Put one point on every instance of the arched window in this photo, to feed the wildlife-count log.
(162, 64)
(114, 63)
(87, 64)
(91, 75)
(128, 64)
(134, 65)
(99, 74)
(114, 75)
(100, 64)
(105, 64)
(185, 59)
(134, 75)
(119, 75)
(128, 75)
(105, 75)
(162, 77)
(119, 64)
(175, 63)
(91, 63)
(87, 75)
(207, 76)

▸ **THE EXERCISE**
Reproduce all of the records above verbatim, without altering any line.

▸ **THE ANSWER**
Put one point on every instance of the arched window in this photo, to feed the wildlife-count log.
(162, 64)
(114, 63)
(87, 64)
(91, 75)
(128, 64)
(134, 65)
(99, 74)
(114, 75)
(100, 64)
(105, 64)
(185, 59)
(134, 75)
(119, 75)
(128, 75)
(105, 75)
(162, 77)
(119, 64)
(175, 63)
(91, 63)
(87, 75)
(207, 76)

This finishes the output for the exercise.